● JOB: Report every line in the items below that contains the string "rocky", copying each line in full. Case counts.

- - - -

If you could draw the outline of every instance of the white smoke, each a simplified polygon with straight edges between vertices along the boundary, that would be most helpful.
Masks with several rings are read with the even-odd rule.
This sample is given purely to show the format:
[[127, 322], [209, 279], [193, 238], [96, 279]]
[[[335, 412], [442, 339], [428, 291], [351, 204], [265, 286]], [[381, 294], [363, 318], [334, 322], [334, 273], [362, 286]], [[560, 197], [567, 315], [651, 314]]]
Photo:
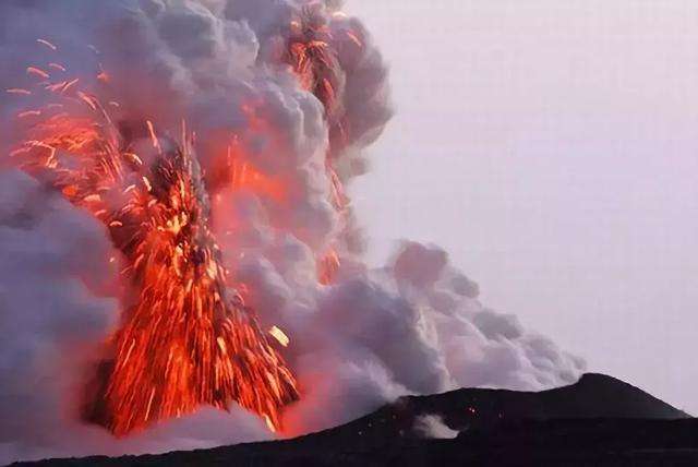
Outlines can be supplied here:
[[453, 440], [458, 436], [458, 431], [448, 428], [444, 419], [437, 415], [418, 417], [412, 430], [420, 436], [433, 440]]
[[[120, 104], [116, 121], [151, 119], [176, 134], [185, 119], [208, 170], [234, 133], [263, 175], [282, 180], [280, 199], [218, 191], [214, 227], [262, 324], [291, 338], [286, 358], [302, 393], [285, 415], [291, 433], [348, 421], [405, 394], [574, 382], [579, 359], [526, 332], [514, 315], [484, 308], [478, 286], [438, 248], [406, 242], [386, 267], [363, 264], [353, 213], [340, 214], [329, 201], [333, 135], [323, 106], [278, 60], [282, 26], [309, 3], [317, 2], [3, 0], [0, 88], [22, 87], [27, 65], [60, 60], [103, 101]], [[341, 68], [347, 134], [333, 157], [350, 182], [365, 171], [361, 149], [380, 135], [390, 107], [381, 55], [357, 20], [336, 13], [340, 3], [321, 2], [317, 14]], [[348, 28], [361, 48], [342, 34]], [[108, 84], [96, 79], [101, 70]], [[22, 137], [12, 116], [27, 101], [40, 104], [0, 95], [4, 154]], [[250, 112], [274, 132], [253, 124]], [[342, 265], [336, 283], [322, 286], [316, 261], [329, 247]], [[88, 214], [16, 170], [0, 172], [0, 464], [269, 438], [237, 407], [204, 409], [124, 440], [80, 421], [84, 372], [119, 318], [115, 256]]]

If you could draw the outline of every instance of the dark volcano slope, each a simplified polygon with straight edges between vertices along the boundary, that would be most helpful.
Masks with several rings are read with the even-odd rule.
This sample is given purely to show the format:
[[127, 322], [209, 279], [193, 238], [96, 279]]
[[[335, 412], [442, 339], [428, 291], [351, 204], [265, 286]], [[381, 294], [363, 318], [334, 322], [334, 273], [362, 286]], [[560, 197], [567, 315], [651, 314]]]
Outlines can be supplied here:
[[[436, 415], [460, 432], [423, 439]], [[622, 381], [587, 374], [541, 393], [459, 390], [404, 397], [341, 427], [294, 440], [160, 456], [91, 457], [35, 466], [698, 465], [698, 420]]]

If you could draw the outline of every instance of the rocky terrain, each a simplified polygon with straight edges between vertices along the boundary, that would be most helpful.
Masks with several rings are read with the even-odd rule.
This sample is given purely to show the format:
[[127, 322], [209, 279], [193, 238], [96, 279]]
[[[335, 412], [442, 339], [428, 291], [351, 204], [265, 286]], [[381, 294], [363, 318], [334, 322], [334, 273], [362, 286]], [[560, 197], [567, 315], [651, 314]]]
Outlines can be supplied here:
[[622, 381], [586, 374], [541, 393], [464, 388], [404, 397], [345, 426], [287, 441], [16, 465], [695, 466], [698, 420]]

- - - -

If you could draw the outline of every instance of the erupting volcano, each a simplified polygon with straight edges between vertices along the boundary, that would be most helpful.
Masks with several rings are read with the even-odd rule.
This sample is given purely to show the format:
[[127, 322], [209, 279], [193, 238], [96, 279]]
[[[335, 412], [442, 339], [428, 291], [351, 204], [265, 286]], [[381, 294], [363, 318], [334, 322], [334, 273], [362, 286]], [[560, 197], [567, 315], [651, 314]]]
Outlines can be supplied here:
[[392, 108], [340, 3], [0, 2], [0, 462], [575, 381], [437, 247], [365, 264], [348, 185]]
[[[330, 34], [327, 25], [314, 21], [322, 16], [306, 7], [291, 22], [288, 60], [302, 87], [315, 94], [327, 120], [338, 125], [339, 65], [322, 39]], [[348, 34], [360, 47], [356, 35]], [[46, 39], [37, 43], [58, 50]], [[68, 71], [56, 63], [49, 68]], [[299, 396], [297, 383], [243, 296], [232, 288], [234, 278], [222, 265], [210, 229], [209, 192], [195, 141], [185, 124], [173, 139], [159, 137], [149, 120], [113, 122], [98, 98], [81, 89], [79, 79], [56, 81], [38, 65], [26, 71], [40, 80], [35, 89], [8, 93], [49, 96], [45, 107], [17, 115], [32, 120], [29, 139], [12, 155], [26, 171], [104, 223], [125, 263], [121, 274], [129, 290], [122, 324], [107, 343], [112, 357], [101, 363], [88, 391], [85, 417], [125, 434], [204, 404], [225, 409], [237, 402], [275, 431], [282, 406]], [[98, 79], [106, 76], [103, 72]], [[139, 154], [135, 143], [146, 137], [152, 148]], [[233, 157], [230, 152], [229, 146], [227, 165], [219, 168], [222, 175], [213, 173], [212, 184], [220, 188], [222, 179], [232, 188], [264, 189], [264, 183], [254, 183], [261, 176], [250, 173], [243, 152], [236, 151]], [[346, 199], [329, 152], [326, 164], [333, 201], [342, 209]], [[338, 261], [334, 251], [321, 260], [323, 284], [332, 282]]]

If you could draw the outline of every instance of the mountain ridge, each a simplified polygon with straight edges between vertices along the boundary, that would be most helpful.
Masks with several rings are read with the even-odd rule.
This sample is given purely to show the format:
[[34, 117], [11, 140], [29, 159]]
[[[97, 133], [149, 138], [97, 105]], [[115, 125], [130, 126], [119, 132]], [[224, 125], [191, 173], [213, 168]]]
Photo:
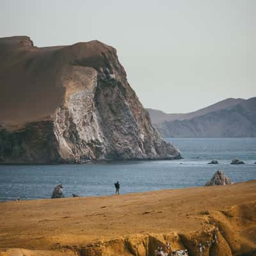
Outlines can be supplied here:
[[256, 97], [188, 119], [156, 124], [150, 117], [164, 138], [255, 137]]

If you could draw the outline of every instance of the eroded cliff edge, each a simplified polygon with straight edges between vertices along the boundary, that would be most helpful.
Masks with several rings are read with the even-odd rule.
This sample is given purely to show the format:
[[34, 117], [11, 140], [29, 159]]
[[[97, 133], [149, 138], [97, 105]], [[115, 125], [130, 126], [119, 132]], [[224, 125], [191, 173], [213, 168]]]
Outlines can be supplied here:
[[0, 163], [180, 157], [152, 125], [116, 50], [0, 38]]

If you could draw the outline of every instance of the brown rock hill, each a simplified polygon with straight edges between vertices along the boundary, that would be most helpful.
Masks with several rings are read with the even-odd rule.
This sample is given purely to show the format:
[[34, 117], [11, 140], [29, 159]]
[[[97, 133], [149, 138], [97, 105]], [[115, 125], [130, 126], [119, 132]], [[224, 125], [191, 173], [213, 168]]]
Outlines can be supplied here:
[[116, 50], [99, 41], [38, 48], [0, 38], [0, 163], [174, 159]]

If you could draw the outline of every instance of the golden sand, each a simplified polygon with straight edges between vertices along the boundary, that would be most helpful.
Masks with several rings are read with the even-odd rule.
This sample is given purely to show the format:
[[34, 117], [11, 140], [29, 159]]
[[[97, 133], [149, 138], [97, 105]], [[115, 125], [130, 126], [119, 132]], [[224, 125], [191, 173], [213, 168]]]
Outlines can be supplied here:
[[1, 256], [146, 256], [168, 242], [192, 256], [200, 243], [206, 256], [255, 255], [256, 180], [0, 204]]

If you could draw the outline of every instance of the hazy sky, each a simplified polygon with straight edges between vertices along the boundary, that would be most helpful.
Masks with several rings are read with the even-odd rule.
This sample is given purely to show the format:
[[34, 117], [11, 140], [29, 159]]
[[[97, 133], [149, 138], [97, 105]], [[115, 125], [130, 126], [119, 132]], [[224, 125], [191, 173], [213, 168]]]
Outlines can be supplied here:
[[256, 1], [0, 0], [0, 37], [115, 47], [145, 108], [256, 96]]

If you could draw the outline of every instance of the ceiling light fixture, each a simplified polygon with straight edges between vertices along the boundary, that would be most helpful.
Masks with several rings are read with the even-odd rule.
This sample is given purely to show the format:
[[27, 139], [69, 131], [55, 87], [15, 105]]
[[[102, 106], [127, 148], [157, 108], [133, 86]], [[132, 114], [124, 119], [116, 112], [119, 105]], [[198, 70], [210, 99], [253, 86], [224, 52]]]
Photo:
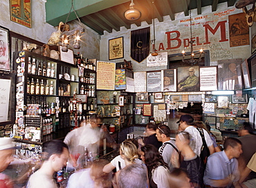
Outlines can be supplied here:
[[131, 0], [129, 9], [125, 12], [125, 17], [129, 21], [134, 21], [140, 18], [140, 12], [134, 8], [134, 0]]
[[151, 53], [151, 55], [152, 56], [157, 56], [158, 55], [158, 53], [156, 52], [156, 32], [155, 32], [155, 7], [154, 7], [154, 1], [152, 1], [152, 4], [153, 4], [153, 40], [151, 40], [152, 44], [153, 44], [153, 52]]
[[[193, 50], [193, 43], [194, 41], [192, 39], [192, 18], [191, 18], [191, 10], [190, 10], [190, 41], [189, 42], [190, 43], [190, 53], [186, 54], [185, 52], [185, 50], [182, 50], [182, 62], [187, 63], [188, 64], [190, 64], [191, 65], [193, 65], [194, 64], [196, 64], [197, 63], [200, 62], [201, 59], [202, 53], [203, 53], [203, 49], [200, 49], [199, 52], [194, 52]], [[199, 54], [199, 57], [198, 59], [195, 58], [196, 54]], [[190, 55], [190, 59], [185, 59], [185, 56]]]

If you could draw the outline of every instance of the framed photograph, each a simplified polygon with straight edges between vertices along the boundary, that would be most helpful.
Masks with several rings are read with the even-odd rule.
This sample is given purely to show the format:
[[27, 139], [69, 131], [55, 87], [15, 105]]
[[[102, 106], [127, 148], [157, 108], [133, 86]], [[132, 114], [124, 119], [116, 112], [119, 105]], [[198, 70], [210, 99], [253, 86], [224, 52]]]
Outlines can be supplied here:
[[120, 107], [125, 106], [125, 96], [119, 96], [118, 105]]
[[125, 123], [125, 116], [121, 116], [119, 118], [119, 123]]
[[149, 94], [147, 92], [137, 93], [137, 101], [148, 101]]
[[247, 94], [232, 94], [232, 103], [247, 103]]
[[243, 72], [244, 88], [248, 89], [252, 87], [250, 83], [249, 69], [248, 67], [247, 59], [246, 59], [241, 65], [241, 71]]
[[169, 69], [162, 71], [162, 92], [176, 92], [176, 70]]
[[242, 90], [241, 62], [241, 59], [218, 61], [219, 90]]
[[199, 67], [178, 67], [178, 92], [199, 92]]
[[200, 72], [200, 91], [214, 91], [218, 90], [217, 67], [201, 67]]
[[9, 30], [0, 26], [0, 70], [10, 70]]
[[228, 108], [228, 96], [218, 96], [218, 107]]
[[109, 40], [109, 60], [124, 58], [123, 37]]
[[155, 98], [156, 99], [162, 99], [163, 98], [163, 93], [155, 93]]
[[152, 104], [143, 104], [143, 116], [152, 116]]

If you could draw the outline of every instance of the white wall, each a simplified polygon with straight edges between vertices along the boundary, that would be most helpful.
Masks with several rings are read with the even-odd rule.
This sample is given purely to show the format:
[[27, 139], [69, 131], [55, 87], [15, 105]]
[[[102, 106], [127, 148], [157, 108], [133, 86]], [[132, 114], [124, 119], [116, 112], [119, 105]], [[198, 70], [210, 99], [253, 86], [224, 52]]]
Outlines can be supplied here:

- - - -

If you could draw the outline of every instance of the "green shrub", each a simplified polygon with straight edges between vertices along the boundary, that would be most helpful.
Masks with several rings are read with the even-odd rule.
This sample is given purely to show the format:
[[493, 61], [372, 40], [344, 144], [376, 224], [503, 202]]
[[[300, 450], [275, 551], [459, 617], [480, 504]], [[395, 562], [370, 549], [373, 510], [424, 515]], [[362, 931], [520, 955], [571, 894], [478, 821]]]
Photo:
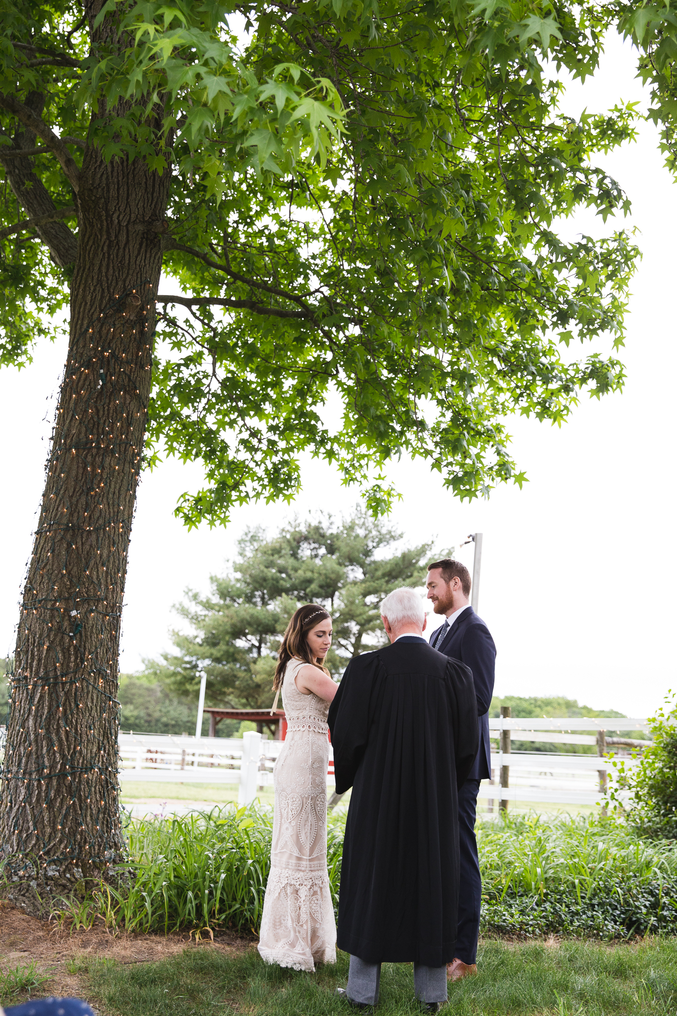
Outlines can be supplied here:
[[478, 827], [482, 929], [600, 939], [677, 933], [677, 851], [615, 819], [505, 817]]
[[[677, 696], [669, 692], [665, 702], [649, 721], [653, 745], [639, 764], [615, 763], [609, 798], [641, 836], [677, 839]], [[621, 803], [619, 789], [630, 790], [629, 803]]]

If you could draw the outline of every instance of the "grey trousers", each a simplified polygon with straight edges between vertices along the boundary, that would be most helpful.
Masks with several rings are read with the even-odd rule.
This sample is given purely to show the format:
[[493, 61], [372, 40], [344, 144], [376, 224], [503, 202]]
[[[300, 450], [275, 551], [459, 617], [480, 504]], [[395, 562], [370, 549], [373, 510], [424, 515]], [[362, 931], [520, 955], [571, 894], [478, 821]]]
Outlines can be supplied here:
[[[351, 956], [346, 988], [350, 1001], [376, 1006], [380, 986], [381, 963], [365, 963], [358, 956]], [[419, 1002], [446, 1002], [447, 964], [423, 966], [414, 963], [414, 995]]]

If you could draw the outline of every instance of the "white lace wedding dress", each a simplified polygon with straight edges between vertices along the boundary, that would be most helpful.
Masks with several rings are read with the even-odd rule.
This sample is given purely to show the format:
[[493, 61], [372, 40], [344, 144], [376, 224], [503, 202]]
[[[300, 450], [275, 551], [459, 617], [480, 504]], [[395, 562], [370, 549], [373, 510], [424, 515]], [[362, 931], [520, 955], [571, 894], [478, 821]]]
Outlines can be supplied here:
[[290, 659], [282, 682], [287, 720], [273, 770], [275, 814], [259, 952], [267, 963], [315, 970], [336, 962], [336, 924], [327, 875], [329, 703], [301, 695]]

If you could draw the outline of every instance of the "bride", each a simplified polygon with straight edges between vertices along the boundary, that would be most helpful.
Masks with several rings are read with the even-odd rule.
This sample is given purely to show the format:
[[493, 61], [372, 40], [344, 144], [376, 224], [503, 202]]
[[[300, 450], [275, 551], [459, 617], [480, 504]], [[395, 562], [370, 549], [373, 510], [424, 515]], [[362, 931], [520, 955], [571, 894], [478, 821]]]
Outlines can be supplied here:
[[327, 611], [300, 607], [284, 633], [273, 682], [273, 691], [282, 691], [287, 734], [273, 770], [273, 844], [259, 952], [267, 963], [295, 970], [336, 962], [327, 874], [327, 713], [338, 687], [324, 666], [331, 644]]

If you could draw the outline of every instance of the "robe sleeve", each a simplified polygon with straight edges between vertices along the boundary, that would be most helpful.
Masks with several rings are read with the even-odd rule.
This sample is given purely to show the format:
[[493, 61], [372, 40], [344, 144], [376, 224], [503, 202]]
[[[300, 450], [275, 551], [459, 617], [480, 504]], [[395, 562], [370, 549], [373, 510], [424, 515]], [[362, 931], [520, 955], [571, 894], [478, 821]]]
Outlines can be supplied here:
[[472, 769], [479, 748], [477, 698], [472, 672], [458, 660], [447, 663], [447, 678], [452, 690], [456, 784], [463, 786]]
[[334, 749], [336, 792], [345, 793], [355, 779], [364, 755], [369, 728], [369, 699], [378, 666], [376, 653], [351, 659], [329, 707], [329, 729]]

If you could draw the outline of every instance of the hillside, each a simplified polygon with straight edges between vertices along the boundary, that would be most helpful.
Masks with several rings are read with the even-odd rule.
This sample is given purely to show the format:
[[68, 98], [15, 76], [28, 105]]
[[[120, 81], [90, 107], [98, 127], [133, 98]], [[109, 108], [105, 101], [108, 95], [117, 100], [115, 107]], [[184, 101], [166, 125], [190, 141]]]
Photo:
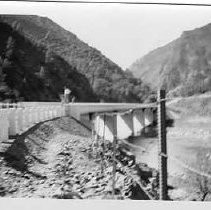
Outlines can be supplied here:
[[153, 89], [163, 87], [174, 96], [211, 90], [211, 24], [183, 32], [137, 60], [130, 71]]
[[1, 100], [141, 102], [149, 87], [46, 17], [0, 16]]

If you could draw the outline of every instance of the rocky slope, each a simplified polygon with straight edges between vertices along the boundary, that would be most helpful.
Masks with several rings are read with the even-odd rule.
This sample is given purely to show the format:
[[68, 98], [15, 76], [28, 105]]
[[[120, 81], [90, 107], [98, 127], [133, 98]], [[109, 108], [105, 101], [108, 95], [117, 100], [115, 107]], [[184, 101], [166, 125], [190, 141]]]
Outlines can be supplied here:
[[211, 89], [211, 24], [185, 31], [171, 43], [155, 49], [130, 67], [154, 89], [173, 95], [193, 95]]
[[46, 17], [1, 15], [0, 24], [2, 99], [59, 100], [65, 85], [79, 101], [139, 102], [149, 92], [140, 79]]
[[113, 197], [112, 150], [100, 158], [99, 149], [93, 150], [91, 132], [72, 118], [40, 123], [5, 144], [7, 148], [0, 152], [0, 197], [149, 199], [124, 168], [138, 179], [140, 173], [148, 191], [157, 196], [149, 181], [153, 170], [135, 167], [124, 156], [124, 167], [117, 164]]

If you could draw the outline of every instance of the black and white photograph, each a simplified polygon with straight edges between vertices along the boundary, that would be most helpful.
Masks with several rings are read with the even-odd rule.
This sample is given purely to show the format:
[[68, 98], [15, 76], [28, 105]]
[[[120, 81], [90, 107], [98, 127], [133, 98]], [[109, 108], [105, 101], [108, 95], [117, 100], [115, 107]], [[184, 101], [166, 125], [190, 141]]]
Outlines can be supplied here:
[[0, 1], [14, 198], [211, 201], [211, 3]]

- - - -

● TASK RESPONSE:
If you could draw the outline of every instance of the rocky terrain, each a simplified polygon with straight edges between vertices along the boundary, that would be most helpful.
If you could draw the outline of every instance of the rocky slope, each a simplified polygon with straight edges between vertices along the boundary, that would be most helpful.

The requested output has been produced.